The experimental results of linear and mass attenuation coefficient are shown in Figure 8 (a)-(b), which demonstrate that the experimental values of linear attenuation coefficient of W/EP composites are consistent with the calculated values shown in Figure 7 (b) and Figure 8 (a). but the experimental value is 5-15% lower than the calculated value, which may be caused by the fact that the material density used in calculation is higher than the actual density. Figure 8 (a)-(b) demonstrate that: 1) the linear attenuation coefficient of W/EP samples increases as the tungsten content increases, but remains lower than that of lead. 2) The linear attenuation coefficient of all materials decreases as γ-ray energy increases, indicating the need for thicker shielding material at higher γ-ray energy. 3) For 662 keV γ-ray energy, the shielding capability of 5-W/EP is comparable to that of ordinary concrete; however, for 1173 keV and 1332 keV γ-ray energy, the linear attenuation coefficient of W/EP composites is lower than that of ordinary concrete.

3.3.3. Evaluation of HVL and TVL

According to the theory described in Section 2.1, the HVL and TVL values were calculated and the results are displayed in Figure 9 (a)-(b).

Based on the results shown in Figure 9 (a)-(b), it can be concluded that the HVL and TVL of W/EP samples decrease with increasing tungsten content, and increase with increasing γ-ray energy. For the high-energy γ-rays of 1773keV and 1332keV, the HVL and TVL of 6-W/EP are greater than those of lead and concrete, indicating that the shielding capability of 6-W/EP composites is slightly worse than that of concrete. However, for the lower energy γ-rays of 662 keV, the HVL and TVL of 5-W/EP are better than those of concrete, but worse than those of pure lead. Specifically, the HVL of 5-W/EP, concrete, and pure lead are 3.82 cm, 4.08 cm, and 0.72 cm, respectively, and the TVL of 5-W/EP, concrete, and pure lead are 12.7 cm, 13.5 cm, and 2.4 cm, respectively. These results suggest that the shielding capability of 5-W/EP is worse than that of pure lead, but better than that of concrete. Moreover, W/EP composites show more advantages in shielding low-energy γ-rays.

4. Conclusions

In this study, the impact strength, tensile properties, and γ-ray shielding properties of W/EP composites were investigated using a combination of MCNP simulation and experiments. Several conclusions were reached, and are as follows:

• The calculated results indicate that W/EP has comparable shielding capabilities to ordinary concrete at gamma-ray energies of 200 keV, 300 keV, and 400 keV, with tungsten weight fractions of 20%, 30%, and 50%, respectively.

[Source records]

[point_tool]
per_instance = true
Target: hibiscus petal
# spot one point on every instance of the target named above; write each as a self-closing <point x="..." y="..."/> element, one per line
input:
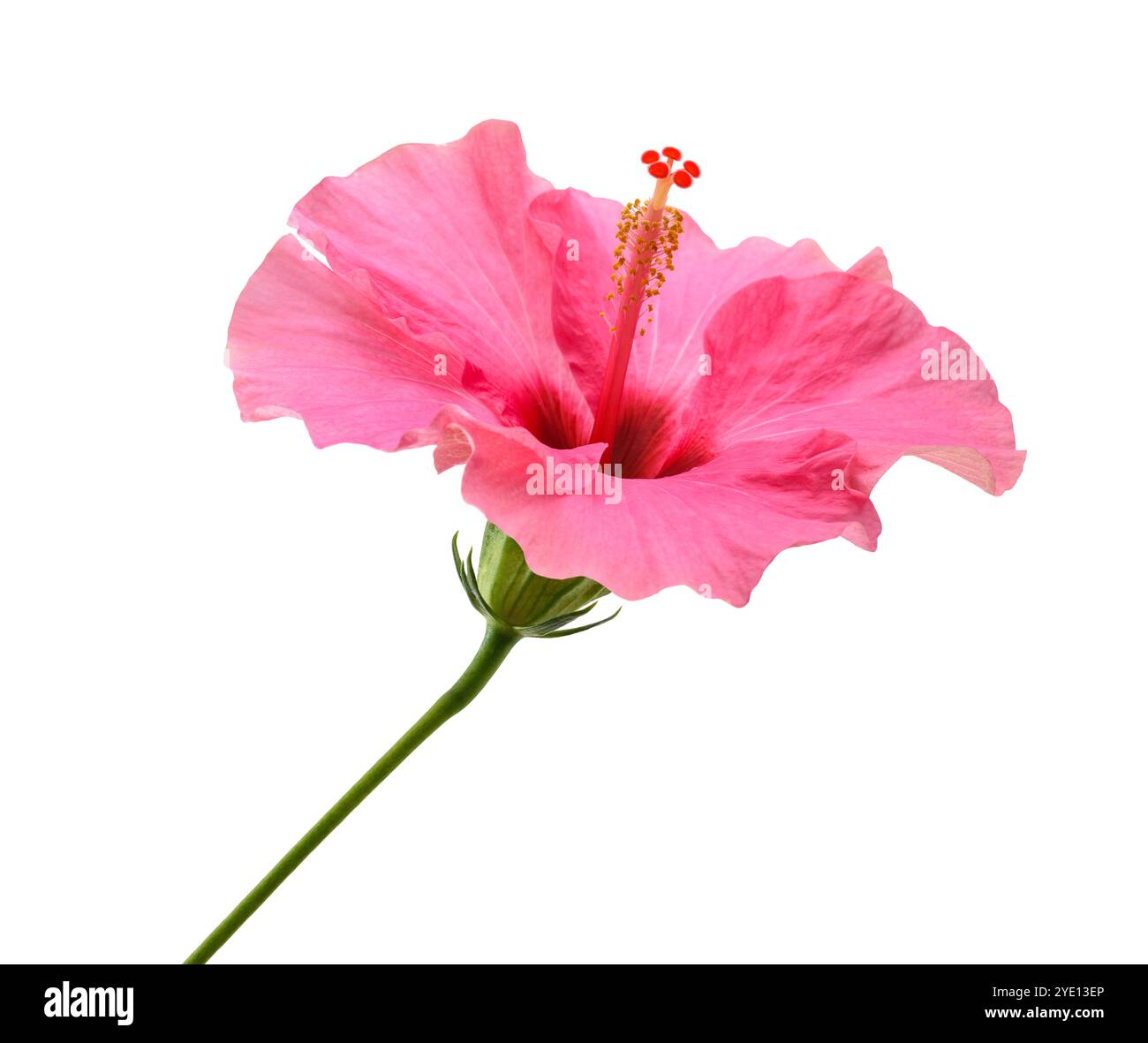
<point x="713" y="528"/>
<point x="839" y="352"/>
<point x="441" y="237"/>
<point x="580" y="230"/>
<point x="308" y="344"/>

### Instructions to follow
List each material whose TVL value the excerpt on W/EP composites states in centimeters, together with that value. These records were taken from a different source than the text.

### Answer space
- 5-W/EP: 12.7 cm
- Concrete: 13.5 cm
- Pure lead: 2.4 cm